- _Rincian Tugas_
Ketik ulang seluruh berita tentang penolakan HMI Cabang Baubau terhadap kunjungan Presiden Joko Widodo ke Wakatobi tanpa mengubah satu huruf pun.

- _Bacaan yang Diberikan_
━━━━━━━━━━━━━━━━━━━━━━━━━━━━━━

BAUBAU, suryametro.id – Presiden RI Joko Widodo, dijadwalkan bakal berkunjung ke Kabupaten Wakatobi, 8 Juni 2022 mendatang. Terkait kunjungan tersebut, beredar luas surat instruksi Himpunan Mahasiswa Islam (HMI) Cabang Baubau ke HMI Komisariat Wakatobi untuk melakukan aksi penolakan.
Dalam surat instruksi tersebut, HMI Baubau meminta Presiden Jokowi segera memberikan sikap tegas terhadap banyaknya kasus menonjol yang belum terselesaikan oleh para penegak hukum. Jika tidak mampu memenuhi tuntutan tersebut, HMI Baubau secara tegas menolak kunjungan orang nomor satu di Indonesian itu.
Beberapa kasus tersebut diantaranya, pelanggaran Hak Asasi Manusia (HAM) diperistiwa Trisakti semanggi I dan semanggi II, kasus Munir, kerusuhan Mei dan penembakan dua mahasiswa di Kota Kendari, Sulawesi Tenggara.
Selanjutnya, terkait keberadaan harun Masiku yang belum diketahui keberadaannya hingga buat gaduh tatanan sosial politik, kasus korupsi yang masih marak dilakukan oleh pejababt publik di Indonesia dan kasus korupsi besar lainnya yang belum selesai, serta masalah hutang Indonesia yang telah menembus angka Rp7.014 triliun per Februari 2022.

━━━━━━━━━━━━━━━━━━━━━━━━━━━━━━

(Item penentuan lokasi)
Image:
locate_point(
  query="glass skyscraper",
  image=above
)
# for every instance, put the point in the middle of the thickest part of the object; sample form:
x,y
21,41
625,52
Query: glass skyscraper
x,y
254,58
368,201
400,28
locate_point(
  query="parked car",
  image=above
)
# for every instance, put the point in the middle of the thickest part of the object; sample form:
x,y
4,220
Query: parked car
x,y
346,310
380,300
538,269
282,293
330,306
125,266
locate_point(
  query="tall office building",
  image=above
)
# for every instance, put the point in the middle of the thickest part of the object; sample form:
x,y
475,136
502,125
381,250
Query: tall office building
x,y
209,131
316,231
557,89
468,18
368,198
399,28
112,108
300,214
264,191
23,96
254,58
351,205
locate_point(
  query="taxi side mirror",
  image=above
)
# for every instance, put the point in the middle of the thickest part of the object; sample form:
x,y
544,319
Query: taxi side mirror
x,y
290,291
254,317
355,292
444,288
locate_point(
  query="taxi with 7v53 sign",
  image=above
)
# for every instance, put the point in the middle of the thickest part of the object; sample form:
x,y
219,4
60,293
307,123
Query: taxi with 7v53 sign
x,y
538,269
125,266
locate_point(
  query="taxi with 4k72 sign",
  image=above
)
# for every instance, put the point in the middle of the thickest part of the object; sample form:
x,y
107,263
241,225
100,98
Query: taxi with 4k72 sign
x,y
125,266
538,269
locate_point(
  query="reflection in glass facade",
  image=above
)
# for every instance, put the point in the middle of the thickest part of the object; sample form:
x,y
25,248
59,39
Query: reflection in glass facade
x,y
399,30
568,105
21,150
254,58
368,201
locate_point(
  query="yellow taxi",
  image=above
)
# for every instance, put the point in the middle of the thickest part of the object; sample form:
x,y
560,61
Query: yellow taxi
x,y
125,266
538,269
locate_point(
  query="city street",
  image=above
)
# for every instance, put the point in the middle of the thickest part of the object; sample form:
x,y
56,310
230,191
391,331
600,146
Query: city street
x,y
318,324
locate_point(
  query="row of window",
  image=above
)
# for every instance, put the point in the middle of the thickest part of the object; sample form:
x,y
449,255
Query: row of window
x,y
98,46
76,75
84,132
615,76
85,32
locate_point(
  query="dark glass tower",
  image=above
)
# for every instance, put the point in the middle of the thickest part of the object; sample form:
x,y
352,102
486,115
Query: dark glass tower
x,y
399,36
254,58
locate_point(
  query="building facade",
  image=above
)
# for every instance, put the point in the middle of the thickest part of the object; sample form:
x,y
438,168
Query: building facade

━━━━━━━━━━━━━━━━━━━━━━━━━━━━━━

- _Penyelesaian Soal_
BAUBAU, suryametro.id – Presiden RI Joko Widodo, dijadwalkan bakal berkunjung ke Kabupaten Wakatobi, 8 Juni 2022 mendatang. Terkait kunjungan tersebut, beredar luas surat instruksi Himpunan Mahasiswa Islam (HMI) Cabang Baubau ke HMI Komisariat Wakatobi untuk melakukan aksi penolakan.
Dalam surat instruksi tersebut, HMI Baubau meminta Presiden Jokowi segera memberikan sikap tegas terhadap banyaknya kasus menonjol yang belum terselesaikan oleh para penegak hukum. Jika tidak mampu memenuhi tuntutan tersebut, HMI Baubau secara tegas menolak kunjungan orang nomor satu di Indonesian itu.
Beberapa kasus tersebut diantaranya, pelanggaran Hak Asasi Manusia (HAM) diperistiwa Trisakti semanggi I dan semanggi II, kasus Munir, kerusuhan Mei dan penembakan dua mahasiswa di Kota Kendari, Sulawesi Tenggara.
Selanjutnya, terkait keberadaan harun Masiku yang belum diketahui keberadaannya hingga buat gaduh tatanan sosial politik, kasus korupsi yang masih marak dilakukan oleh pejababt publik di Indonesia dan kasus korupsi besar lainnya yang belum selesai, serta masalah hutang Indonesia yang telah menembus angka Rp7.014 triliun per Februari 2022.